Restate the entries below in full, exactly as they read, but without pictures.
☆ ☆ ☆ ☆ ☆
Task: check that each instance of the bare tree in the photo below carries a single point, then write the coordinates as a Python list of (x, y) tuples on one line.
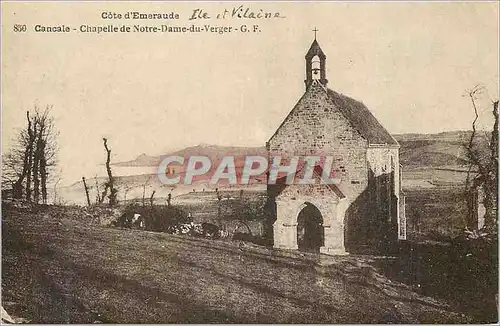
[(483, 165), (86, 190), (98, 195)]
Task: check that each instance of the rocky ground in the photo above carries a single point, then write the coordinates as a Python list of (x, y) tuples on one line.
[(56, 269)]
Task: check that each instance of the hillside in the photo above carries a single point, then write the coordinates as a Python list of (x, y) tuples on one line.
[(417, 150)]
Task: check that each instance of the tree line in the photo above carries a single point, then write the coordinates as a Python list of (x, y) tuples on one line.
[(28, 166)]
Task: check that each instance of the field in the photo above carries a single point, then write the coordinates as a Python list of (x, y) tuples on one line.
[(60, 270)]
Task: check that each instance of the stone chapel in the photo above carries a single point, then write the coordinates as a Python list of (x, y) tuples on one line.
[(364, 210)]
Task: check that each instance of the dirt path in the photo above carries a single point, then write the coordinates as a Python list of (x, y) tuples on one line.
[(63, 271)]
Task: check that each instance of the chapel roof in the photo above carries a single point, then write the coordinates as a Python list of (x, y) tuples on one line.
[(361, 119)]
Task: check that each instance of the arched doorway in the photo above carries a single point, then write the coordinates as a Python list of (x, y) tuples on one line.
[(310, 231)]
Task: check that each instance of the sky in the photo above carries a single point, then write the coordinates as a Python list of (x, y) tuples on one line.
[(411, 63)]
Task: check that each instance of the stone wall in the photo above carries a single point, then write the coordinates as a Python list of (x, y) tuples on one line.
[(316, 127)]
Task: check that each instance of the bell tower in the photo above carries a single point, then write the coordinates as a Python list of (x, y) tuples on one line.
[(315, 64)]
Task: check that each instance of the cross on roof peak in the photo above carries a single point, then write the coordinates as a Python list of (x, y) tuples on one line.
[(315, 30)]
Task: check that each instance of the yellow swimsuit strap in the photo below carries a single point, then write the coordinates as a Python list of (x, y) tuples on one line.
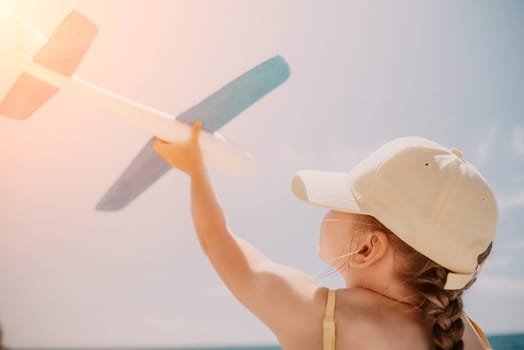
[(329, 322)]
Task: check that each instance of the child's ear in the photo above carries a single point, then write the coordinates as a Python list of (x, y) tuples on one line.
[(373, 249)]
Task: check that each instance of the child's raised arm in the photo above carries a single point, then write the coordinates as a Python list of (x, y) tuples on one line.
[(273, 292)]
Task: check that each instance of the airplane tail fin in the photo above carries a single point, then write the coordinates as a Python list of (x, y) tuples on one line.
[(62, 53)]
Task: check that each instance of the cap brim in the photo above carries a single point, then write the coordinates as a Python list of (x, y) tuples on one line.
[(326, 189)]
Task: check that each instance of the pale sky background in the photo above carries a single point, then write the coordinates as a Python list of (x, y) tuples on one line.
[(362, 73)]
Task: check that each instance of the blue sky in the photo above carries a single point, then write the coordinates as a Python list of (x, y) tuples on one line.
[(362, 73)]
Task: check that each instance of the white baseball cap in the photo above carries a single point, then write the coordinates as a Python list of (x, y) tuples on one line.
[(427, 194)]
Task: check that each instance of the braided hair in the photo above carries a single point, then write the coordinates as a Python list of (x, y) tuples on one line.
[(442, 309)]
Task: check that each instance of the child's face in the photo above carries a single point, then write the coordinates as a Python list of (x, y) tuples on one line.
[(339, 237)]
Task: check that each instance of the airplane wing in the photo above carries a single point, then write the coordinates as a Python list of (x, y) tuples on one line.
[(214, 112), (62, 53)]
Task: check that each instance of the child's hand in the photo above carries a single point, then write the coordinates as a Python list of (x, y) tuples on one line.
[(185, 156)]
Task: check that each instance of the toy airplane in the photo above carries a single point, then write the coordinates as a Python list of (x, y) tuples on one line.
[(52, 66)]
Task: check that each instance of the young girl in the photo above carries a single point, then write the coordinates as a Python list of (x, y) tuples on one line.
[(408, 228)]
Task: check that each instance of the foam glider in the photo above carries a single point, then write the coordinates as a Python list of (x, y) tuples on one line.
[(48, 65)]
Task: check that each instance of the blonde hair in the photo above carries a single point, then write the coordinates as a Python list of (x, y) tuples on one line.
[(442, 309)]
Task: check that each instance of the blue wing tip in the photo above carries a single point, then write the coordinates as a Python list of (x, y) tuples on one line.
[(104, 206)]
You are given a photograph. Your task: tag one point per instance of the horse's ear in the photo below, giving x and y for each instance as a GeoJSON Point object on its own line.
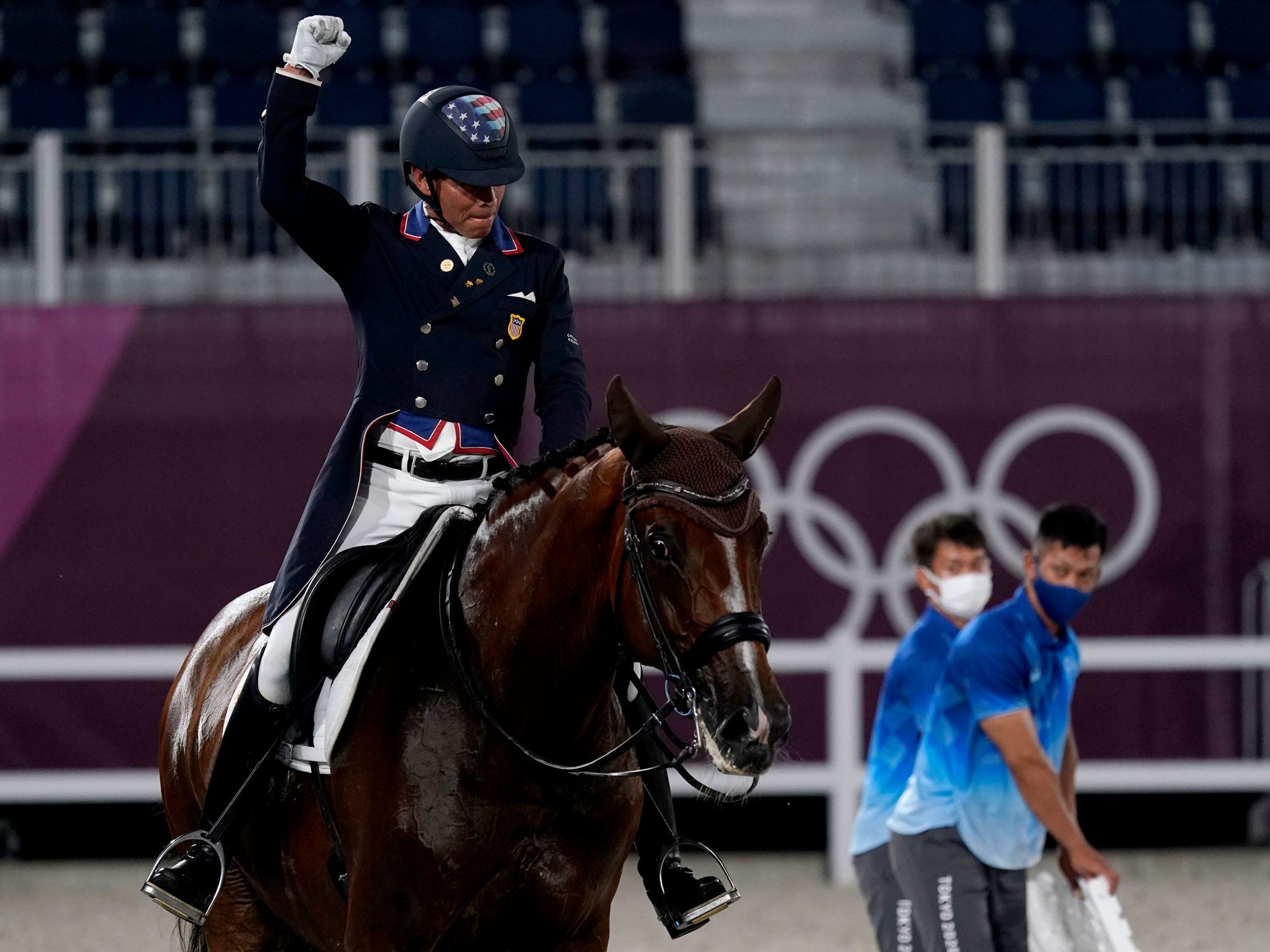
☆ ☆ ☆ ☆ ☆
* [Written solution]
Task: check that each instance of the bare tree in the photo below carries a single point, then write the coordinates as a Python list of (x, y) tuples on one line.
[(483, 165), (86, 190), (98, 195)]
Task: check that each instance of the rocky ground in the photo above carries a single point, then write the coordinates as a Python list of (x, y) tuples on one line.
[(56, 269)]
Task: check that each instance of the hillside in the photo above carries a single point, then write the coordinates as a Python list of (x, y) tuples on one line.
[(417, 150)]
Task: check that each instance of the tree line in the photo above carries a single point, then write the coordinates as a Python list of (x, y) tuples on one line.
[(28, 166)]
Task: check that each instance of the field in the photo above carries a single point, then write the coordinates as a Python list of (x, y) tuples on one line.
[(60, 270)]
Task: check that each instance of the stone chapel in the photo above carries a single point, then write the coordinates as a Python list of (x, y) tuples on one line.
[(364, 210)]
Task: check that each instance of the dirt path in the photo above carries a single point, then write the coordinates as a Python list of (x, y) tuples on one line.
[(63, 271)]
Task: check that each instance of the chapel roof in the photo above carries a single point, then write the coordinates as a Python list of (x, y) tuples on one line.
[(361, 119)]
Task: check that each instance of the arched doorway in the photo above carries a single point, then write the coordinates as a Python list of (x, y) tuples on one line.
[(310, 231)]
Task: check that each instance of the sky in the photo above carries a single point, then write the coordinates as a Python list of (x, y) tuples on one line.
[(411, 63)]
Task: check that each instance of the stone wall in the photo above carries a single point, then write the coordinates as a Python list of (x, y) tuples on one line.
[(316, 127)]
Task: check that each instance of the bell tower in the photo above carries a single point, then write the coordinates as a Python list of (x, y) tuples on one line.
[(315, 64)]
Task: check that each instance of the cross on roof peak in the photo above carries a single point, then write the coordinates as a Python list of (x, y) tuples on one line.
[(315, 30)]
Task: check that each instance of the yellow swimsuit strap in the photo below carries a single point, then write the coordinates as a Python list of (x, y) tuples on one line.
[(329, 322)]
Task: check that each instance of the child's ear in the photo above carries a single point, then write the coordinates as a Python list of (x, y) tuples on one line.
[(373, 249)]
Task: check that each instance of the child's raised arm in the photo above carries a single point, then write the coordinates as a Python list of (x, y) tuples on one line.
[(273, 292)]
Task: check that each instance of the airplane tail fin in the photo above carries a single point, then write the coordinates as a Python list of (x, y) tuples on one line.
[(62, 53)]
Task: check that each instance of the cap brim in the photo above carries a single point, then write the coordinates as a Python list of (x, y) tuples on one line.
[(326, 189)]
Task: check that each instance of the pale sky background in the photo above carries a single point, then write the coordinates as a Python list of (x, y) tuples on one line.
[(362, 73)]
Task: check that each instance of the blue sky in the photo above carries a single point, then write the coordinates as a Python list of (x, y) tuples on one line.
[(362, 73)]
Task: check that each instance of the white baseball cap in the photo above carries a single point, then write the coordinates as a Python list of (x, y) tuples on one line.
[(427, 194)]
Task: check that each instance of the braided hair in the photo above carries a single point, then write the coordinates as a Python list of (x, y) tuples on one line.
[(442, 309)]
Task: check that each instance of the child's face in the photo above carries a single point, then write the coordinates as a Python list of (x, y) tuples on one line.
[(339, 237)]
Task: check that each instance of the airplane wing in the photo above carries a single point, then write the coordinates as a Python list of (x, y) tuples on one line.
[(214, 112), (62, 53)]
Task: check that each instance of the child's hand in the photo above carries a single point, then write the coordinates as a Python list of (x, y) tuples on one line.
[(185, 156)]
Task: check that each instance of the toy airplane in the photo above carries a single point, then write the coordinates as a Python list of (x, y) tuples on one line.
[(52, 66)]
Task: check that each instance of the young girl in the photo above carries a single point, then write the coordinates as a Python list of (x, y) tuples on one line.
[(408, 228)]
Task: check that each instance of the foam glider in the photo above carries a single point, then write the coordinates as a Python list of (x, y) tuples on one line.
[(48, 65)]
Task: check that each instance of the blonde hair in the photo above carries a single point, then write the coordinates as a Python list of (x, y) tuples on one line.
[(442, 309)]
Task: check that each instance of the blue wing tip in the photo above carries a single point, then write the coordinates as a Python list of (x, y) tuples on one line.
[(104, 206)]
You are given a photograph. Your task: tag one point per instance of the horse's ear in the photo below, giving x and y for each instance as a GeoJSON Point object on its own line.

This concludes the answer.